start ENTRIES PROVIDED

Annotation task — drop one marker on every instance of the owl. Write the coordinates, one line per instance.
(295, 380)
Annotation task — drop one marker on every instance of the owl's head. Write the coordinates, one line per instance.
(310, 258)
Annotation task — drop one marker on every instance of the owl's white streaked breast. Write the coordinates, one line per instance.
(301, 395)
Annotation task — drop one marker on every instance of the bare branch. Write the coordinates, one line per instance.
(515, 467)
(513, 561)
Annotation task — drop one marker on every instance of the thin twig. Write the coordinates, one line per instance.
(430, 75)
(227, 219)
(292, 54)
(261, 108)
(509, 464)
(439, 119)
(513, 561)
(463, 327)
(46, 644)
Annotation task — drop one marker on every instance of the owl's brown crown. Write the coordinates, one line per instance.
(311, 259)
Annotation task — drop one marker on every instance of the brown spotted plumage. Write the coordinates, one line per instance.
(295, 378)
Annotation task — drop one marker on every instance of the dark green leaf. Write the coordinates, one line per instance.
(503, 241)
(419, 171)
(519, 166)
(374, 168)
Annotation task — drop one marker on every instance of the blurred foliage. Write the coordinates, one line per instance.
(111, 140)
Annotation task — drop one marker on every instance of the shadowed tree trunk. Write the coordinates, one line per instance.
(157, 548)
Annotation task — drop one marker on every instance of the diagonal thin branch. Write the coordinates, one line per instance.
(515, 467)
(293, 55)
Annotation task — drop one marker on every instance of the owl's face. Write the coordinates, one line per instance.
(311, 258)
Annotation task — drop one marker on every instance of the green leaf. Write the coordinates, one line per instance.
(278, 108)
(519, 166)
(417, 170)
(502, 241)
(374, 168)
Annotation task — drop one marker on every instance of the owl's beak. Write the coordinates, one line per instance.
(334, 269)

end ENTRIES PROVIDED
start ENTRIES PROVIDED

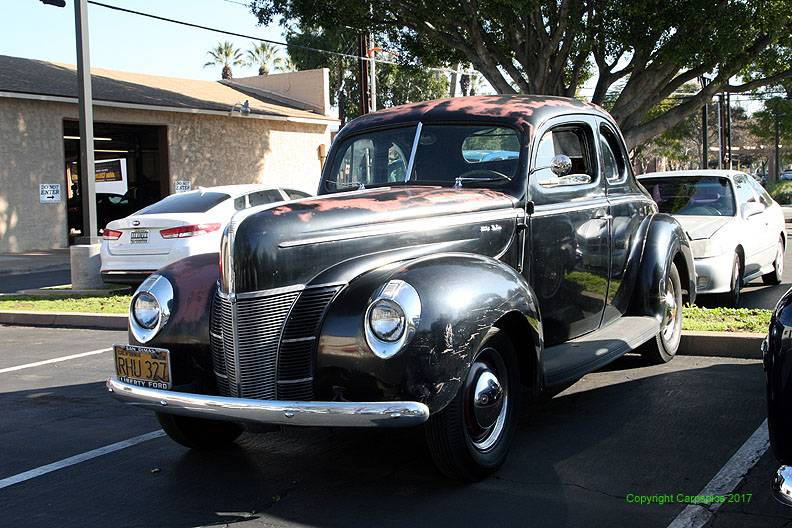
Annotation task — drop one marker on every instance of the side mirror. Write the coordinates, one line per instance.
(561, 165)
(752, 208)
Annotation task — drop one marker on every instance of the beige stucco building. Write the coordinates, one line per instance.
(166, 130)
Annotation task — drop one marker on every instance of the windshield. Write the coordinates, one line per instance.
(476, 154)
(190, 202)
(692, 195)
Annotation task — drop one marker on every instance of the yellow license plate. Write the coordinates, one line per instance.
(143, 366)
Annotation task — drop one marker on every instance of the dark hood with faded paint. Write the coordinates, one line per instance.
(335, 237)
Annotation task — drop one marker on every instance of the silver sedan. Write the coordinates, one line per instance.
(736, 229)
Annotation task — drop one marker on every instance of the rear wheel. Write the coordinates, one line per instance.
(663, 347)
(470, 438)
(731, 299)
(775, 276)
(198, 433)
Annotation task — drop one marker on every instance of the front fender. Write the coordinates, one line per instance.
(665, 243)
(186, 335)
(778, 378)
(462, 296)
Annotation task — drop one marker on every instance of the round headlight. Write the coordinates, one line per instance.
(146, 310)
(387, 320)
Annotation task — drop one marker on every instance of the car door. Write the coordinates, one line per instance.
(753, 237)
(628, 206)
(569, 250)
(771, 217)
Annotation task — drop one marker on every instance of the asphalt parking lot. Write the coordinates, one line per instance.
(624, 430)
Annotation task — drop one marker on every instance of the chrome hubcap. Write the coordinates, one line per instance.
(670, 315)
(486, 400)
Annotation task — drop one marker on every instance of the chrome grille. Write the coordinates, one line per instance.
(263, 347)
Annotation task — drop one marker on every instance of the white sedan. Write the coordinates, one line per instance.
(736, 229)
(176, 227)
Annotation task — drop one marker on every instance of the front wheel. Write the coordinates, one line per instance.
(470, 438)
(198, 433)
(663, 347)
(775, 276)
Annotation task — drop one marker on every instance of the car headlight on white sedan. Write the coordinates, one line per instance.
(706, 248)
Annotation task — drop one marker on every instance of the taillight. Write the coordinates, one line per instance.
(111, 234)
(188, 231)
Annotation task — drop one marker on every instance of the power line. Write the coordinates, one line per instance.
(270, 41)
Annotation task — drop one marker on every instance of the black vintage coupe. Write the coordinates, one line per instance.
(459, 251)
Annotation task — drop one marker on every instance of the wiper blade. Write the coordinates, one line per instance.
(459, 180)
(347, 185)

end ENTRIES PROVIDED
start ENTRIES PROVIDED

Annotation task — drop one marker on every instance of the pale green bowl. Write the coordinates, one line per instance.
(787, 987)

end ENTRIES PROVIDED

*REQUIRED WORK:* Locate every line in the items above that contains the word "leaf", matching case exactly, and copy each such line in full.

*CORRECT RESPONSE:*
Annotation task — drop one marker on every instance of the dark green leaf. Write the coordinates, one line per instance.
Annotation task — drop one marker on every instance of the green leaf. Write the coordinates, one line per instance.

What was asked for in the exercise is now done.